Please copy the listing below line for line, without changing anything, and leave the pictures out of your copy.
:: The data ::
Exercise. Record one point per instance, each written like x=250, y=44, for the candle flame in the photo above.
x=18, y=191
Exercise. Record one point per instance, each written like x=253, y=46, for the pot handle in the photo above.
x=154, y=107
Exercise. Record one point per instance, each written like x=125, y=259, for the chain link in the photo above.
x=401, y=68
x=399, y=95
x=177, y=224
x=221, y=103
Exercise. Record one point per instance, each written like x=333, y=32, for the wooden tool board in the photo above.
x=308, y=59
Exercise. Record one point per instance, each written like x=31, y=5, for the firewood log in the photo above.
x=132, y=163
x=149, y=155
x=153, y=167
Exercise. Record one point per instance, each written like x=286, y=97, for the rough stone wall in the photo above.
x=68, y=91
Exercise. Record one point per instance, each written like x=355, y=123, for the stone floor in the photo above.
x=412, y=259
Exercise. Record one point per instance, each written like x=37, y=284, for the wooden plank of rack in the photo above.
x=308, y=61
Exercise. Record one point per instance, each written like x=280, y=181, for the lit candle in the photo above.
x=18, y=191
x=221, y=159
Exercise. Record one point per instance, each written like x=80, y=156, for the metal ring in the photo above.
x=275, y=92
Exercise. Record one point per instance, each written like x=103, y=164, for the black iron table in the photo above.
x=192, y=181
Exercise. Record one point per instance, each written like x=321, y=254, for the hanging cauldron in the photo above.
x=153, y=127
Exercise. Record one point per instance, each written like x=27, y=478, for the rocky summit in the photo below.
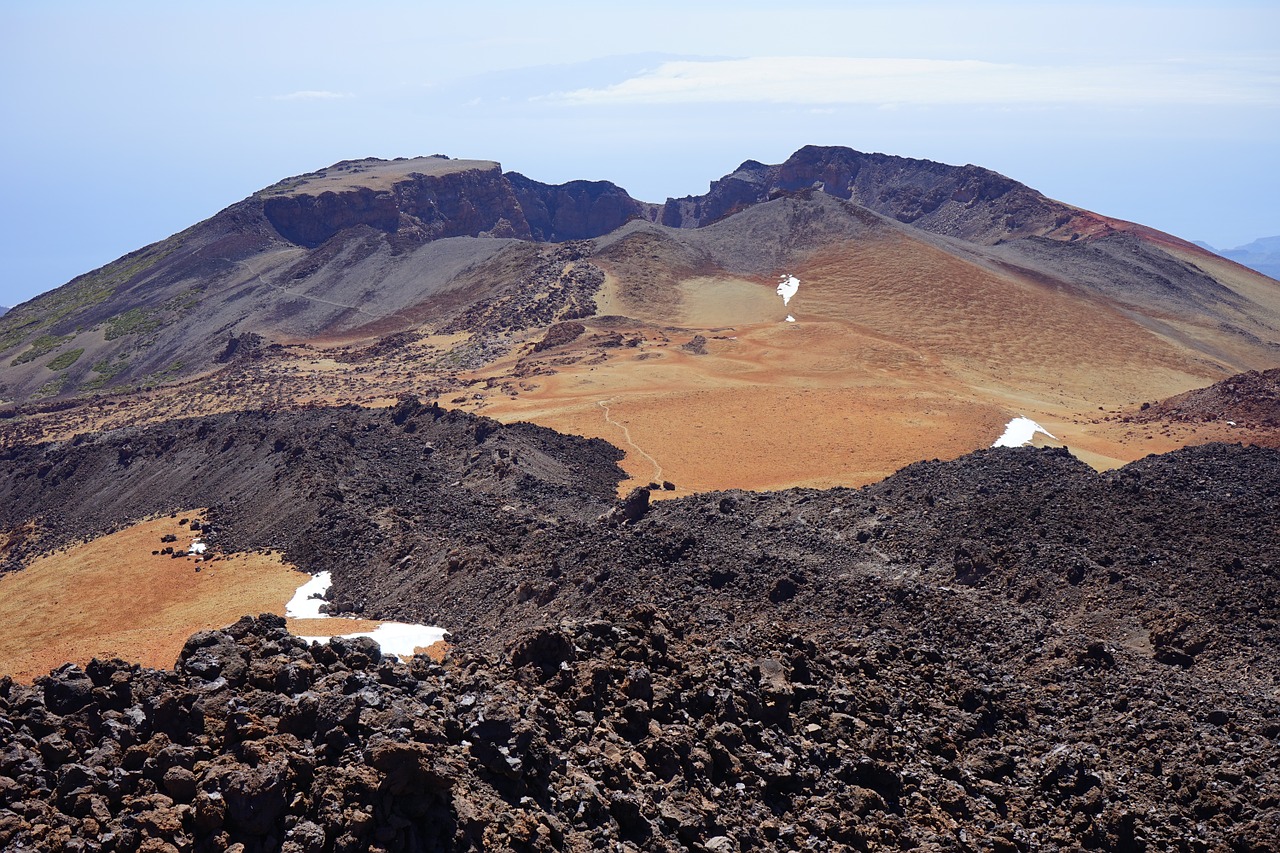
x=703, y=493
x=1004, y=652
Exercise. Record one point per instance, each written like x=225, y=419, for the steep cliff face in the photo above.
x=469, y=201
x=576, y=210
x=969, y=203
x=466, y=203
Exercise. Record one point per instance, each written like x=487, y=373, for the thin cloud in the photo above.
x=312, y=95
x=839, y=80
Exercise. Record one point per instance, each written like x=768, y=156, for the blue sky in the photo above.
:::
Exercise response:
Exercise. Record one point per instance, each written like x=250, y=44, for the candle flame in the photo above.
x=18, y=191
Exercise. Record one point per instance, each written like x=253, y=46, for the pot handle in the photo above.
x=154, y=107
Exercise. Record one point per instance, each written like x=125, y=259, for the chain link in the photo above.
x=401, y=68
x=399, y=95
x=177, y=224
x=221, y=103
Exercise. Record one point per instance, each written like x=333, y=32, for the wooden tool board in the photo above.
x=308, y=59
Exercise. Record one point per instance, each written like x=31, y=5, for the firewood log in the photo above.
x=132, y=163
x=149, y=155
x=153, y=167
Exercise. Record one point per instance, each written like x=286, y=97, for the rough stone wall in the photo above.
x=68, y=91
Exercise. Record one point per instance, each written like x=355, y=123, for the stone floor in the photo above.
x=412, y=259
Exercise. Record one point per instance, each written like x=37, y=284, for the wooden plank of rack in the photo above.
x=308, y=61
Exercise. Record one point per instance, each written like x=280, y=181, for the lit candle in the photo above.
x=18, y=191
x=221, y=159
Exercise. Record one point per instance, each written like x=80, y=156, for the metal ring in the photo above.
x=275, y=92
Exercise. Record one point per instance, each written like x=103, y=164, for the black iron table in the photo above.
x=192, y=181
Exercise. Record one point per instance, each written like x=321, y=254, for the hanging cauldron in the photo above.
x=153, y=127
Exercise. Record one point per instance, each written like x=27, y=478, for the rocky summit in the photo below.
x=703, y=493
x=1004, y=652
Exercise. Record one point per instance, each written like x=225, y=419, for the steep cliff face in the photo above.
x=469, y=201
x=576, y=210
x=969, y=203
x=466, y=203
Exercise. Record one point per instance, each written like x=487, y=373, for the thin cloud in the photo above.
x=312, y=95
x=839, y=80
Exercise. Record one point per instance, each written like x=768, y=156, for the blue sky in the photo above.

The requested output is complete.